** start of Provided records **
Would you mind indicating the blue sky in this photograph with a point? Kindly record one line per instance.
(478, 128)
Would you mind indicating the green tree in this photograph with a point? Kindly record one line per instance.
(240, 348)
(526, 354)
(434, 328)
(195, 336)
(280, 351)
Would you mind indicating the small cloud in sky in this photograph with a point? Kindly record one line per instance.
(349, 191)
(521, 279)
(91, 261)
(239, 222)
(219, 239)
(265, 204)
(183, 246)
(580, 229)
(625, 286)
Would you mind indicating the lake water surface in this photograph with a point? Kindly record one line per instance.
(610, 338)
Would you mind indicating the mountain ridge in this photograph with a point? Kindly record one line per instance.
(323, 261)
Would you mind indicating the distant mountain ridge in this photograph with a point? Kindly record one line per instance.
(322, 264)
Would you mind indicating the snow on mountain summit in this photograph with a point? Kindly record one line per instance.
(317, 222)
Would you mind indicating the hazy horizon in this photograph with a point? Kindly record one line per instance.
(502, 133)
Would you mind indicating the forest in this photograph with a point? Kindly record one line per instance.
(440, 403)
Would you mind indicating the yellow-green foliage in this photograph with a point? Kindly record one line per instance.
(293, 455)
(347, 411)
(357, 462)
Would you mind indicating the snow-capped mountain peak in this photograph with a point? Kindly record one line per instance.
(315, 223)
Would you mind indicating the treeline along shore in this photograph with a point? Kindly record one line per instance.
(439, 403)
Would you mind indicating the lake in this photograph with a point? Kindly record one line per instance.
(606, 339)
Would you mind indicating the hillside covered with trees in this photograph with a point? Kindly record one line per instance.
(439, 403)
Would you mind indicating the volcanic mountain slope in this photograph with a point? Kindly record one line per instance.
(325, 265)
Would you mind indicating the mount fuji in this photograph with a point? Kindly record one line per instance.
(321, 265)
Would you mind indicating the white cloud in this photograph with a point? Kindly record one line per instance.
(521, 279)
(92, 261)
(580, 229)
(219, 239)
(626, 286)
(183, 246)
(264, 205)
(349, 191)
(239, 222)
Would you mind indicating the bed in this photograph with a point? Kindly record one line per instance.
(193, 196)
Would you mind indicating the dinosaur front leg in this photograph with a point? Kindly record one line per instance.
** end of Provided records **
**Work to be completed:** Extract each line of the listing above, copying it word for word.

**Written reply:**
Would you mind indicating the blue sky in this photograph with a point? Kindly record one line per instance.
(478, 128)
Would you mind indicating the green tree in this photograph with a point? Kindly record one line per instance.
(240, 348)
(526, 354)
(434, 328)
(195, 336)
(280, 351)
Would you mind indicating the small cloud in sky in this photograph with a point? Kindly record one line per instance.
(349, 191)
(521, 279)
(91, 261)
(239, 222)
(219, 239)
(265, 204)
(183, 246)
(580, 229)
(625, 286)
Would you mind indicating the lake water surface in this photograph with a point? Kindly record one line per instance.
(610, 338)
Would you mind indicating the mountain ridge in this photograph with a point? Kindly record one line per instance.
(323, 261)
Would you mind indicating the distant mountain ridge in this photograph with a point? Kindly record one line per instance.
(322, 264)
Would you mind indicating the snow on mountain summit in this photograph with a point? Kindly record one line per instance.
(317, 222)
Would you mind indicating the hazy horizon in this photograph with a point? Kindly record one line per instance.
(502, 133)
Would you mind indicating the forest in this photograph with a point? Kindly record one line per instance.
(440, 403)
Would you mind indicating the yellow-green foliage in this photograph with a point? Kindly record one line per instance.
(293, 455)
(347, 411)
(357, 462)
Would you mind indicating the snow-capped mountain peak in this photograph with a point? Kindly record one line per instance.
(315, 223)
Would you mind indicating the treeline along shore in this photograph with a point? Kindly record one line per instance.
(439, 403)
Would you mind indicating the lake in this photograph with a point? Kindly record one line per instance.
(606, 339)
Would you mind indicating the hillside covered with trees in this photograph with a point? Kindly record one line per instance.
(439, 403)
Would you mind indicating the volcanic mountain slope in this photograph with a point? Kindly record one line per instance.
(325, 265)
Would you mind indicating the mount fuji in this photograph with a point? Kindly record one line per instance.
(321, 265)
Would you mind indicating the white cloud in this photograph with a point? Kindly record one line per instance.
(521, 279)
(92, 261)
(580, 229)
(219, 239)
(626, 286)
(183, 246)
(264, 205)
(349, 191)
(239, 222)
Would you mind indicating the bed in this photograph with a point? Kindly record one line per instance.
(193, 196)
Would you mind indicating the dinosaur front leg in this photograph with a point? Kindly record one line per instance.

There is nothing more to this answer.